**Task description:** Would you output the whole listing below, exactly as it reads?

Items listed in a dataset:

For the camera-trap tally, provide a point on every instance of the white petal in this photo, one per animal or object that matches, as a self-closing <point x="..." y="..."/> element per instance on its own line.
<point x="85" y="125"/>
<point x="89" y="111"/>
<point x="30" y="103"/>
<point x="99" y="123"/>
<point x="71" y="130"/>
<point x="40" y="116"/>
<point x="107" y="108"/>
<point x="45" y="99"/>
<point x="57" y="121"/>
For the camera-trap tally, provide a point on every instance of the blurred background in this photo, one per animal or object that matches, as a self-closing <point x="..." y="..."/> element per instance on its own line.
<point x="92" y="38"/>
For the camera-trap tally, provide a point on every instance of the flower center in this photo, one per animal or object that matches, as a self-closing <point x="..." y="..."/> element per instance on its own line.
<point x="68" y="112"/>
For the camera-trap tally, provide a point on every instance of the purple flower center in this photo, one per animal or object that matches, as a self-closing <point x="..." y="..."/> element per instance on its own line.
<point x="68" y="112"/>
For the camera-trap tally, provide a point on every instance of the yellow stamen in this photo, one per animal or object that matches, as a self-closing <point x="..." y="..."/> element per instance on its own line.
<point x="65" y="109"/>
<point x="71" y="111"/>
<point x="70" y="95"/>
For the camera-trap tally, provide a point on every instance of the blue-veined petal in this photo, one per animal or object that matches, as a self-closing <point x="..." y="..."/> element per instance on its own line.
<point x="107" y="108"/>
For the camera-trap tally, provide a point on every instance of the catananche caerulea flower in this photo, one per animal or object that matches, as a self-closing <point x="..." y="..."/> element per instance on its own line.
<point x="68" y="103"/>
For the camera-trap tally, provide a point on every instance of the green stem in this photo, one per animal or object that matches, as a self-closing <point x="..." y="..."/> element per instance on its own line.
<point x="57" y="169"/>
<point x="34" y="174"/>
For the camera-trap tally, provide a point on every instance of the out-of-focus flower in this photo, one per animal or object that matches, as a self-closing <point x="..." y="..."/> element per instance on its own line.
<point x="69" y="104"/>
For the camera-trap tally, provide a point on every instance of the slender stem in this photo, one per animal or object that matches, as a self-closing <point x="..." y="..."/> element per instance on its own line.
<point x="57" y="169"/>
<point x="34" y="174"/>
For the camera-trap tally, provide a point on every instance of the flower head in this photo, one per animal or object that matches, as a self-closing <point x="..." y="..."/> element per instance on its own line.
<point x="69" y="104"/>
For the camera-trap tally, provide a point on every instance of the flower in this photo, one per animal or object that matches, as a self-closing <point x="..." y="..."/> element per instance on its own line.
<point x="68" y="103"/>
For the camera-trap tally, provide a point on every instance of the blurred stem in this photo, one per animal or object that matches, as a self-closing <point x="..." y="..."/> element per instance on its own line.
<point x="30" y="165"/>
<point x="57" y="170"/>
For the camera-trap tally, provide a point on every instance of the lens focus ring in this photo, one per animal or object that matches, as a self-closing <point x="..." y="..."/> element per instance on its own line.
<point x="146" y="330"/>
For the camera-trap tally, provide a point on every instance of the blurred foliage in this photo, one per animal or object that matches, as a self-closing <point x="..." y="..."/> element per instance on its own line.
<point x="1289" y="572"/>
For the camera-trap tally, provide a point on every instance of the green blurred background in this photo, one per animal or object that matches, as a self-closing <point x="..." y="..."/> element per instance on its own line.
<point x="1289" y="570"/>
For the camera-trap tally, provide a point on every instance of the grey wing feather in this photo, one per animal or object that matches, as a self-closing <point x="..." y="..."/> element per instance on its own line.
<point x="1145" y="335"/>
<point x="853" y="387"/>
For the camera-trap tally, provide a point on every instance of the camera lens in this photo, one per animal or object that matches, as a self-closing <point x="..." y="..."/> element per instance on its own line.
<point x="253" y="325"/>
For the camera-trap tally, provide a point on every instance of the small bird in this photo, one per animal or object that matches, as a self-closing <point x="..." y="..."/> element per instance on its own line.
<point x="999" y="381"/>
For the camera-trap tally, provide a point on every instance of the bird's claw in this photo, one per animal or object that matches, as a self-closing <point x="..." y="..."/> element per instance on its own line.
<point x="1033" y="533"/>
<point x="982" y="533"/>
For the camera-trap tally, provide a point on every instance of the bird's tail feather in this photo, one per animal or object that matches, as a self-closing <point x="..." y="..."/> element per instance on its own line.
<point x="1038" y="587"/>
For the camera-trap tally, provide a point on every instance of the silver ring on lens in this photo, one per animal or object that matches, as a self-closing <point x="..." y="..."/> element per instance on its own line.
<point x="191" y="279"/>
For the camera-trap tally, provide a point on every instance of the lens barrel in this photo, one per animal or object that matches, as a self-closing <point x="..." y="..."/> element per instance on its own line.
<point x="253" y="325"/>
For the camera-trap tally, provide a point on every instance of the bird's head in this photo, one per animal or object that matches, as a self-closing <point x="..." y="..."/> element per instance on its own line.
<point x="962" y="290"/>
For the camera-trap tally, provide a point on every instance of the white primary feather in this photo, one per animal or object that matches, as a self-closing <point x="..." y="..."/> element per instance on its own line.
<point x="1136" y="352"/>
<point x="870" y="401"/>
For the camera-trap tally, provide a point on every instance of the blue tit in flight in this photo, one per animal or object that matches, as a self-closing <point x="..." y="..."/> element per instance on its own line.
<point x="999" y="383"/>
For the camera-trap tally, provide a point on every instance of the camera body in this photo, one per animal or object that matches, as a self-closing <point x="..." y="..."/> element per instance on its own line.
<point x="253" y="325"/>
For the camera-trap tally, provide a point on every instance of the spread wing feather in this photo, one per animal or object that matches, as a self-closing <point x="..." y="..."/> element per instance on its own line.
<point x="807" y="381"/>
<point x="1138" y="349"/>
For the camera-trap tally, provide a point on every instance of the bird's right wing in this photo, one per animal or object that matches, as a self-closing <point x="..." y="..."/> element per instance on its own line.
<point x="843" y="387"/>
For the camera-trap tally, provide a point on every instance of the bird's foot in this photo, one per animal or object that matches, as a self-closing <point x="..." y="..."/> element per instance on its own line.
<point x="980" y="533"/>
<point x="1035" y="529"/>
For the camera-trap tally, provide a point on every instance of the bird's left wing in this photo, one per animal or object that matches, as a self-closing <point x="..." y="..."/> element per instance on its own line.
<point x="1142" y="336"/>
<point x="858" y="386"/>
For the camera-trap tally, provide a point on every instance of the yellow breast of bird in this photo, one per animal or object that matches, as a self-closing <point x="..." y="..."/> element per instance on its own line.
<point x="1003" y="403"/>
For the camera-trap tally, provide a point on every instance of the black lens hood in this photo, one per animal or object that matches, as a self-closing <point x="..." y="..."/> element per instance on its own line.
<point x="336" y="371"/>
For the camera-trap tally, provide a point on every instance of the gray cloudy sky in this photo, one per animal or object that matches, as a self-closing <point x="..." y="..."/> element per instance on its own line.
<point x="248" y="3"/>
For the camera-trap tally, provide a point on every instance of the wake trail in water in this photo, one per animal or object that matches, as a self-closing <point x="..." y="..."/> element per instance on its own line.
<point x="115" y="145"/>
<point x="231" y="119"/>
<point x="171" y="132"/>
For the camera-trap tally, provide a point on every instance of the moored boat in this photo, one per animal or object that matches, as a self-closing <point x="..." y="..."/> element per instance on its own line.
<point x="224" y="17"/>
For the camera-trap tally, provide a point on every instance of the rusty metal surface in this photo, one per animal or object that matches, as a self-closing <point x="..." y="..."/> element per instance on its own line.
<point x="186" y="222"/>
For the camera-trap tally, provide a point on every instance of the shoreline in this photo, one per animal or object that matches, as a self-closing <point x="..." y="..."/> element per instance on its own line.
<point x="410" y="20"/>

**Exercise output:**
For the camera-trap tally, provide a point on every instance of the white petal in this photo, one per animal or object that matches, as a self-closing <point x="..." y="..."/> element per instance on its own line.
<point x="85" y="125"/>
<point x="89" y="111"/>
<point x="30" y="103"/>
<point x="99" y="123"/>
<point x="71" y="130"/>
<point x="40" y="116"/>
<point x="107" y="108"/>
<point x="45" y="99"/>
<point x="57" y="121"/>
For the camera-trap tally, provide a point on every instance of the blurred background in this photo, one per animal or object that matches, as a self-closing <point x="..." y="..."/> element per instance on its own line.
<point x="92" y="38"/>
For the camera-trap tally, provide a point on every instance of the flower center in this photo, one per animal or object that matches, as a self-closing <point x="..." y="..."/> element per instance on its own line.
<point x="68" y="112"/>
For the camera-trap tally, provide a point on every instance of the purple flower center in this photo, one per animal or object that matches, as a self-closing <point x="..." y="..."/> element per instance on its own line.
<point x="68" y="112"/>
For the camera-trap tally, provide a point on every instance of the yellow stamen in this photo, one per animal or object that matches, as a self-closing <point x="..." y="..."/> element per instance on its own line.
<point x="65" y="109"/>
<point x="71" y="111"/>
<point x="70" y="95"/>
For the camera-trap tally, provide a point on every instance of the blue-veined petal in this photo, one per animal or object that matches, as a self-closing <point x="..." y="..."/> element per instance on its own line.
<point x="107" y="108"/>
For the camera-trap tally, provide a point on every instance of the catananche caerulea flower in this photo, one per animal or object that matches, as a self-closing <point x="..." y="..."/> element per instance on its own line.
<point x="68" y="103"/>
For the camera-trap tally, provide a point on every instance of the green stem in this photo, one per animal or object that matches, as a self-closing <point x="..." y="..."/> element per instance on its own line.
<point x="57" y="169"/>
<point x="34" y="174"/>
For the camera-trap tally, provide a point on every instance of the out-of-focus flower in this photo, one per animal or object that matches, as a self-closing <point x="..." y="..."/> element per instance on its own line.
<point x="69" y="104"/>
For the camera-trap tally, provide a point on every instance of the slender stem in this photo, one per animal or object that matches, as a self-closing <point x="..." y="..."/> element per instance on its own line.
<point x="57" y="169"/>
<point x="34" y="174"/>
For the camera-trap tally, provide a point on every instance of the flower head in this photo, one per animal or object that matches, as a self-closing <point x="..." y="..."/> element per instance on its own line.
<point x="69" y="104"/>
For the camera-trap tally, provide a point on every instance of the flower in this photo, one per animal or object that matches, as a self-closing <point x="..." y="..."/> element per instance on its own line.
<point x="68" y="103"/>
For the camera-trap tally, provide a point on every instance of the blurred stem in this photo, one per animal or object that matches, as a self-closing <point x="..." y="..."/> element per instance on its own line.
<point x="30" y="165"/>
<point x="57" y="170"/>
For the camera-trap tally, provide a point on every instance of the lens focus ring in this photo, one per animal or object that matches, as a self-closing <point x="..." y="..."/> element per instance on its own line.
<point x="146" y="330"/>
For the camera-trap tally, provide a point on every instance of the blurred foliage in this photo, one per animal or object that matches, as a self-closing <point x="..." y="..."/> element per instance on its own line.
<point x="1289" y="572"/>
For the camera-trap tally, provide a point on every instance of the green blurred background in this photo, one per animal or object that matches, as a self-closing <point x="..." y="..."/> element per instance on its own line.
<point x="1289" y="570"/>
For the camera-trap tally, provide a point on every instance of the grey wing feather in this photo, one per animal or object that matches, as a self-closing <point x="..." y="..."/> element per instance on its own line.
<point x="1145" y="335"/>
<point x="853" y="387"/>
For the camera-trap tally, provide a point on every instance of the camera lens in this photo, one per animal or object that matches, as a self-closing <point x="..." y="..."/> element per instance on its own line.
<point x="253" y="325"/>
For the camera-trap tally, provide a point on every instance of the small bird in this photo, one per animal or object that matches, as a self-closing <point x="..." y="..."/> element per instance on its own line.
<point x="999" y="381"/>
For the camera-trap tally, provide a point on every instance of the bird's claw in this photo, one per animal or object that matches, as a self-closing <point x="..." y="..."/> element per instance on its own line.
<point x="1033" y="533"/>
<point x="982" y="533"/>
For the camera-trap tally, provide a point on every instance of the bird's tail feather in this photo, one per animal or object that matches, as a self-closing <point x="..." y="..."/> element per instance on its own line.
<point x="1038" y="587"/>
For the camera-trap tally, provide a point on every instance of the silver ring on lens in this photo, one per animal or object that matches, as a self-closing <point x="..." y="..."/> element per instance on its own line.
<point x="191" y="279"/>
For the camera-trap tally, provide a point on every instance of the lens barrel in this photo, one per animal or object that matches, as a self-closing <point x="..." y="..."/> element per instance on its own line.
<point x="253" y="325"/>
For the camera-trap tally, provide a point on every instance of the bird's head in this photo, one per animal or object that matches, as a self-closing <point x="..." y="..."/> element per instance on its own line.
<point x="962" y="290"/>
For the camera-trap tally, provide a point on every instance of the white primary feather in this photo, one per animal or object that matches, as a self-closing <point x="..." y="..."/> element per instance on its own line.
<point x="1136" y="352"/>
<point x="870" y="401"/>
For the camera-trap tally, provide a point on every instance of the blue tit in flight in this photo, one per animal or object that matches, as a self-closing <point x="..." y="..."/> element per instance on its own line.
<point x="999" y="383"/>
For the camera-trap tally, provide a point on every instance of the camera body in this photo, one per animal or object that matches, as a self-closing <point x="..." y="..."/> element per instance on its own line.
<point x="253" y="325"/>
For the camera-trap tally, provide a point on every instance of the spread wing feather in this photo, one per animal or object that matches, as a self-closing <point x="..." y="..."/> element per instance on its own line.
<point x="807" y="381"/>
<point x="1138" y="349"/>
For the camera-trap tally, provide a point on every instance of the bird's right wing in this photo, one per animal or object that matches, as a self-closing <point x="..." y="..."/> element per instance on its own line.
<point x="843" y="387"/>
For the camera-trap tally, provide a point on every instance of the bird's foot in this photo, one per animal or object that matches, as a self-closing <point x="..." y="..."/> element per instance on its own line.
<point x="980" y="533"/>
<point x="1035" y="529"/>
For the camera-trap tally, provide a point on every instance of the bird's left wing in this photo, one per animal or object that matches, as a self-closing <point x="..." y="..."/> element per instance on its own line.
<point x="1142" y="336"/>
<point x="858" y="386"/>
For the camera-trap tally, provide a point on every instance of the yellow breast of bird in this photo, one per animal or object that matches, as a self-closing <point x="..." y="..."/> element per instance on its own line.
<point x="1003" y="403"/>
For the camera-trap tally, provide a point on every instance of the black lens hood in this photo, one per animal or object that matches, as a self-closing <point x="..." y="..."/> element per instance on its own line.
<point x="336" y="371"/>
For the camera-trap tally, provide a point on every instance of the gray cloudy sky in this photo, one per animal or object that matches, as a self-closing <point x="..." y="..."/> element per instance on its own line.
<point x="248" y="3"/>
For the camera-trap tally, provide a point on every instance of the wake trail in water in this photo, one per animal or object that matches, as a self-closing <point x="..." y="..."/> element per instance on its own line.
<point x="115" y="145"/>
<point x="231" y="119"/>
<point x="171" y="132"/>
For the camera-trap tally, provide a point on every instance of the moored boat in this photo, one per animal or object that matches, as a self-closing <point x="..." y="..."/> element per instance on its own line.
<point x="224" y="17"/>
For the camera-trap tally, provide a point on every instance of the rusty metal surface in this photo, one per animal or object that matches, as a self-closing <point x="..." y="..."/> element per instance on its own line.
<point x="186" y="222"/>
For the camera-trap tally, provide a point on every instance of the shoreline in this photo, one per animal or object that matches, as a self-closing <point x="..." y="..."/> element per instance on its own line.
<point x="410" y="20"/>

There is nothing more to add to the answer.